> _Task requirements_
Please convert all of the material below into a two-column CSV with the headers input and output, giving one row to each input text and the lines that answer it. Enclose every field in double quotes and replace the line breaks inside a field with spaces.

> _Supplied entries_
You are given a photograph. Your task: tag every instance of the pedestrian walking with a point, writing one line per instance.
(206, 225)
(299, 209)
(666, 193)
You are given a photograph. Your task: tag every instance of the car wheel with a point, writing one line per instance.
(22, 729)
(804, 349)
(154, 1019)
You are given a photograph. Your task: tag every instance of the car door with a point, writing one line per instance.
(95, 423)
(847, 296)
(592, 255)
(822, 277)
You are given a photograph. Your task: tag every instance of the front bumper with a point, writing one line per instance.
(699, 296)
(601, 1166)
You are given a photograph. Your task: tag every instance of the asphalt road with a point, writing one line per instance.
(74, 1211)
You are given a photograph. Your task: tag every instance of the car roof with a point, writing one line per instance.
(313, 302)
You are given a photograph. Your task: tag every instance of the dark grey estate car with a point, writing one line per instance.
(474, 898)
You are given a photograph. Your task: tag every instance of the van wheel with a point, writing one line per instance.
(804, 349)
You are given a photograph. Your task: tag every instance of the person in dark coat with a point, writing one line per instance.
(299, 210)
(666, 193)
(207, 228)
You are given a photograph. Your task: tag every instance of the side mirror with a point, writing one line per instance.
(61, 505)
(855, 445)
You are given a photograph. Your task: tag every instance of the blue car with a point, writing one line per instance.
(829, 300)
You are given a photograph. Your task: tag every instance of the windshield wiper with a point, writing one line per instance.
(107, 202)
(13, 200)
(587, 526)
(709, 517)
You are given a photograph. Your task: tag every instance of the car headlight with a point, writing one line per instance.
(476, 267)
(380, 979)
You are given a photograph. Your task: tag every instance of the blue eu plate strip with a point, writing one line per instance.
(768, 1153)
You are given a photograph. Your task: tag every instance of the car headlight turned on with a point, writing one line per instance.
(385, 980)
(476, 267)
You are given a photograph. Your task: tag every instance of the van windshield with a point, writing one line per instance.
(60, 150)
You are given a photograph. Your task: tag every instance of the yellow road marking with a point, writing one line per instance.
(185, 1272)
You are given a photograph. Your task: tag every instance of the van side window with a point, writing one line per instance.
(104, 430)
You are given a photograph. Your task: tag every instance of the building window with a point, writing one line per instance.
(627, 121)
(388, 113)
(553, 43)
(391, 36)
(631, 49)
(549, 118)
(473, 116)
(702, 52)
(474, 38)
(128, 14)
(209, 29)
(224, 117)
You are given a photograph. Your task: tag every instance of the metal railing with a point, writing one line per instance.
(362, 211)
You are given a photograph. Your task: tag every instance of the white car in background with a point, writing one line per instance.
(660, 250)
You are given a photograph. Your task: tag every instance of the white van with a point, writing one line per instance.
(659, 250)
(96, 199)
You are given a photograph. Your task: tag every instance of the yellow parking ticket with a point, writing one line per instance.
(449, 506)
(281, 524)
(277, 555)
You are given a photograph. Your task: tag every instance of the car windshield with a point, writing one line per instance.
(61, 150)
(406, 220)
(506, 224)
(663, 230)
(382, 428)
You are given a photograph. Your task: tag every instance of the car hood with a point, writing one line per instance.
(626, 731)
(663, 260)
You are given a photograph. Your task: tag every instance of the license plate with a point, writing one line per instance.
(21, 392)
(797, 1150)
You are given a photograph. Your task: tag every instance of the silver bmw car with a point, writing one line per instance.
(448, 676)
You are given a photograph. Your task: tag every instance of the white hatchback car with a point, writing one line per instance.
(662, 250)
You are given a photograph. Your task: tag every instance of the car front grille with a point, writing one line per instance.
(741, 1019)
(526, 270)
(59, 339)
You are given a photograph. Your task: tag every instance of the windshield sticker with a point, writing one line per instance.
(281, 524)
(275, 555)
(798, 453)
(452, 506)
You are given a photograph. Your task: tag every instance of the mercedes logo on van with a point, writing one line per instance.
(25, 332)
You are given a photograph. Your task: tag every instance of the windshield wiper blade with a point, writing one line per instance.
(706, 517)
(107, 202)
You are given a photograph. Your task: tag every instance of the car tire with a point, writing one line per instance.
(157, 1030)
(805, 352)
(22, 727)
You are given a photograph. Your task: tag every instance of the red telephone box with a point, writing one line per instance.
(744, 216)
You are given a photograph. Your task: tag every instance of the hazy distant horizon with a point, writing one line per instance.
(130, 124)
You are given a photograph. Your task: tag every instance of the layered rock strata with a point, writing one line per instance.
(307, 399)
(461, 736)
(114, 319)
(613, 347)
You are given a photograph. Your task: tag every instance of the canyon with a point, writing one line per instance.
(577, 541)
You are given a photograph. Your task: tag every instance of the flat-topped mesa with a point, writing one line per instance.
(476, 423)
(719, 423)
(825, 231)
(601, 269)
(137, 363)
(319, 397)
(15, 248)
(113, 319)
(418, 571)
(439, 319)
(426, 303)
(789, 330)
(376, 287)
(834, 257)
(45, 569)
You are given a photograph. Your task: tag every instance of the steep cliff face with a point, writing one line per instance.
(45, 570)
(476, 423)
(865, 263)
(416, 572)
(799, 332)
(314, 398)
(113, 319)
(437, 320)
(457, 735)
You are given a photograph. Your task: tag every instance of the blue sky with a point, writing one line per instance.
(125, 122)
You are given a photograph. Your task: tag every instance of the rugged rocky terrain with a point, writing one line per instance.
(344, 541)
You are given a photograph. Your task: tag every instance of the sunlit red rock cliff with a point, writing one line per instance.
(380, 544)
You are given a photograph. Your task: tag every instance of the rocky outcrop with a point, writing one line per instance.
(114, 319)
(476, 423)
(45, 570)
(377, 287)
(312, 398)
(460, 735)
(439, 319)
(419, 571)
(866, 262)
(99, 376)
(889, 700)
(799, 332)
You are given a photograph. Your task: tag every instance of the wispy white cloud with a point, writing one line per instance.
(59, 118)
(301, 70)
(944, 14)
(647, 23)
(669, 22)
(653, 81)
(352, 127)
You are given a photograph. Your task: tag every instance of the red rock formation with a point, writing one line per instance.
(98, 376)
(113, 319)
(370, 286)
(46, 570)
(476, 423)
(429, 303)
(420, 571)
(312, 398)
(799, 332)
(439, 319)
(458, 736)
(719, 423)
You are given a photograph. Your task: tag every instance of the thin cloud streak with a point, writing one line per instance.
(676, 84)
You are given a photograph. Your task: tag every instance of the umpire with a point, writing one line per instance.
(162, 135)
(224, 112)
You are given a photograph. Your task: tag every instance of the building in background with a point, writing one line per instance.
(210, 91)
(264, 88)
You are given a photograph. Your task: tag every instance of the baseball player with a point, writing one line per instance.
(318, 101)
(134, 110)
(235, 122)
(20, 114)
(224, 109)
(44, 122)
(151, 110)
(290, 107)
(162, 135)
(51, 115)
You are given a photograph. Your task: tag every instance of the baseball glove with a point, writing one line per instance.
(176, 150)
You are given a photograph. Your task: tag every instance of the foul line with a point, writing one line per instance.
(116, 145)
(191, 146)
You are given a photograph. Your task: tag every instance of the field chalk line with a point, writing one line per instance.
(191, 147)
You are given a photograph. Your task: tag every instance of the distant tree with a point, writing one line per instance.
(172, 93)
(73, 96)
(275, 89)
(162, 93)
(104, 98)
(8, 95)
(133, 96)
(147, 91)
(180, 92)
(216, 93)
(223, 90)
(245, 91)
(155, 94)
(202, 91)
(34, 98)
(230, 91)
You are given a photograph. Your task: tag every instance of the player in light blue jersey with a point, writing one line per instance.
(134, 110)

> _Full answer_
input,output
"You are given a photograph. Your task: tag every instance of the pedestrian walking with a point, writing one line per instance.","(206, 225) (299, 209) (666, 193)"
"You are given a photograph. Your task: tag every instance of the car wheel with a point, writing one line per instance.","(22, 729) (804, 349) (154, 1019)"
"You are given a photograph. Your task: tag every instance of the car door with a point, writing one line per instance.","(95, 423) (847, 296) (592, 255) (822, 277)"
"You are given a photograph. Your task: tag every instance of the front bumper with a point, writing one line per instance.","(699, 296) (601, 1166)"
"You are given a photograph. Your task: tag every instance of the asphalt road with a point, writing one line per instance.","(74, 1211)"
"You are given a photograph. Your task: tag every instance of the car roof with a point, writing one line per instance.","(313, 302)"
"You are given a photograph. Your task: tag every instance of the dark grey estate car with a point, writing one line per instance.","(474, 898)"
"You are given a photograph. Your task: tag every instance of the van wheel with a point, writing one line per instance.","(804, 349)"
"You are given a photograph. Your task: tag every instance of the person in dark coat with a point, writing one line per instance.","(299, 210) (666, 193) (207, 228)"
"You are given a photograph. Your task: tag every instance of the side mirror with a point, writing one line per instance.","(61, 505) (855, 445)"
"You are given a photograph. Your task: tag every instance of the blue car with a point, writing one line per instance.","(829, 300)"
"You are given a photograph. Your task: tag every instance of the windshield wiper with a point, writing one line per instance.","(107, 202) (13, 200) (587, 526) (709, 517)"
"You are given a photograph. Your task: tag every instance of the car headlight with a point, writing one line per instance.","(476, 267) (380, 979)"
"You are given a photograph. Your task: tag every instance of the blue eu plate strip with a point, writing one line per instance.","(768, 1153)"
"You are given a photograph. Your task: tag every instance of the car headlight turned on with a point, writing one line per instance.","(385, 980) (476, 267)"
"You are given a photograph. Your task: tag every instance of the van windshield with a point, writing one line per instance.","(60, 150)"
"You are given a photograph. Your task: tag every instance of the yellow road marking with a point, writing one line per instance.","(185, 1272)"
"You are given a photograph. Your task: tag every instance of the van side window with a point, writing one line per instance.","(104, 430)"
"You are given a photograph. Your task: tag every instance of the building window with a point, writing one line per instance.","(627, 121) (388, 113) (553, 43) (391, 36) (631, 49) (549, 118) (473, 116) (702, 52) (474, 38) (128, 14) (209, 29) (224, 117)"
"You are given a photograph. Your task: tag every instance of the metal railing with a point, writing one line per instance.","(362, 211)"
"You are given a photograph. Your task: tag every instance of the white car in background with a point, writing one line per instance.","(660, 250)"
"You are given a photograph. Your task: tag every instance of the white van with a point, writing one line per instance.","(659, 250) (96, 199)"
"You are given a photograph. Your task: tag every instance of the yellow parking ticket with a point, writing one line per instance.","(449, 506) (281, 524) (277, 555)"
"You are given a photograph. Your task: tag every instance of the car windshield with a point, writing one line per instance.","(61, 150) (406, 220) (506, 224) (663, 230) (382, 428)"
"You are given a photograph. Your task: tag every instance of the car hood with a point, writing one line per instance.","(626, 731) (663, 260)"
"You are given a photograph. Your task: tag every instance of the license plate with a point, writing one line per instance.","(21, 392) (797, 1150)"
"You are given a photograph. Your task: tag every instance of the silver bmw car with a point, writing one line per instance.","(448, 676)"
"You are given a photograph. Your task: tag every instance of the white hatchback car with a point, writing one line per instance.","(662, 250)"
"You are given a photograph. Your task: tag every instance of the car front grille with a point, writing one line per instance.","(741, 1019) (526, 270) (59, 339)"
"You are given a photograph. Your task: tag every instance of the windshield sticker with a point, writing one line per instance.","(281, 524) (275, 555) (798, 453) (452, 506)"
"You are given a photograph. Your task: tag every instance of the mercedes logo on van with a point, writing one line per instance.","(25, 332)"
"You are given a photograph. Your task: tag every instance of the windshield wiper blade with a point, writing one line per instance.","(706, 517) (107, 202)"
"You are given a photograph. Your task: tag every instance of the car tire with a point, writing one line per instance.","(157, 1030) (805, 352) (22, 727)"
"You are given a photograph. Your task: tag every instance of the red telephone box with a point, writing one line per instance.","(744, 216)"
"You are given a photograph. Your task: tag every instance of the hazy distant horizon with a point, writing one line per instance.","(130, 124)"
"You are given a photograph. Your task: tag every instance of the layered rock strata with a point, writing one line per instance.","(307, 399) (461, 736) (114, 319) (613, 347)"
"You are given a photograph. Your task: tag every instance of the canyon with a point, writing one line per instance.","(577, 541)"
"You are given a photograph. Your task: tag every instance of the flat-topped mesa with a point, writing one line per instance.","(476, 423) (719, 423) (825, 231) (601, 269) (137, 363) (319, 397) (15, 248) (113, 319) (418, 571) (439, 319) (426, 303) (789, 330) (376, 287) (834, 257) (45, 569)"
"You are given a photograph. Your task: tag every instance of the steep cliff face with a point, writing one line per instance.","(45, 570) (476, 423) (865, 263) (416, 572) (799, 332) (314, 398) (113, 319) (437, 320) (457, 735)"
"You are given a photograph. Your task: tag every instance of the blue sky with a point, writing one line per instance.","(125, 122)"
"You are given a photograph. Your task: tag every instance of the rugged rocky terrain with a point, writing one line per instance.","(344, 541)"
"You are given a photograph. Your task: tag every instance of the sunlit red rock cliff with a point, writing one line per instance.","(380, 544)"
"You are given a photograph. Your task: tag every instance of the rocky outcrop with a point, writing one line per instance.","(114, 319) (476, 423) (45, 570) (377, 287) (312, 398) (460, 735) (439, 319) (419, 571) (866, 262) (99, 376) (889, 700) (799, 332)"
"You are given a photograph. Your task: tag every instance of the wispy white cloud with a point, writing one line per instance.","(59, 118) (301, 70) (944, 14) (647, 23) (669, 22) (653, 81) (352, 127)"
"You are given a photograph. Your task: tag every instance of the red rock formation with a point, writing one line per instance.","(98, 376) (113, 319) (370, 286) (46, 570) (476, 423) (429, 303) (420, 571) (312, 398) (799, 332) (439, 319) (458, 736) (719, 423)"
"You are given a photograph. Your task: tag every instance of the thin cloud streak with a point, writing one line per instance.","(676, 84)"
"You are given a photograph. Your task: tag every instance of the umpire with a point, writing one line per instance.","(162, 135) (224, 112)"
"You are given a photograph. Your task: tag every instance of the building in background with a point, writing one line per instance.","(210, 91) (264, 88)"
"You are given a photograph. Your task: tag every instance of the baseball player with a point, writing one line per instance.","(318, 101) (134, 110) (235, 122) (20, 114) (224, 109) (44, 122) (151, 110) (290, 107) (162, 135) (51, 115)"
"You are given a photograph. Your task: tag every instance of the baseball glove with a point, writing one line per instance.","(176, 150)"
"You are given a photograph. Your task: tag every instance of the foul line with a point, writing one line per instance.","(116, 145) (191, 146)"
"You are given a photograph. Your task: tag every instance of the field chalk line with a point, writing one line per instance.","(191, 147)"
"You are given a photograph. Your task: tag every instance of the distant tree with a point, writing one line per instance.","(172, 93) (73, 96) (275, 89) (162, 93) (104, 98) (8, 95) (133, 96) (147, 91) (180, 92) (216, 93) (223, 90) (245, 91) (155, 94) (202, 91) (34, 98) (230, 91)"
"You are given a photograph. Your task: tag every instance of the player in light blue jersey with a point, writing one line per instance.","(134, 110)"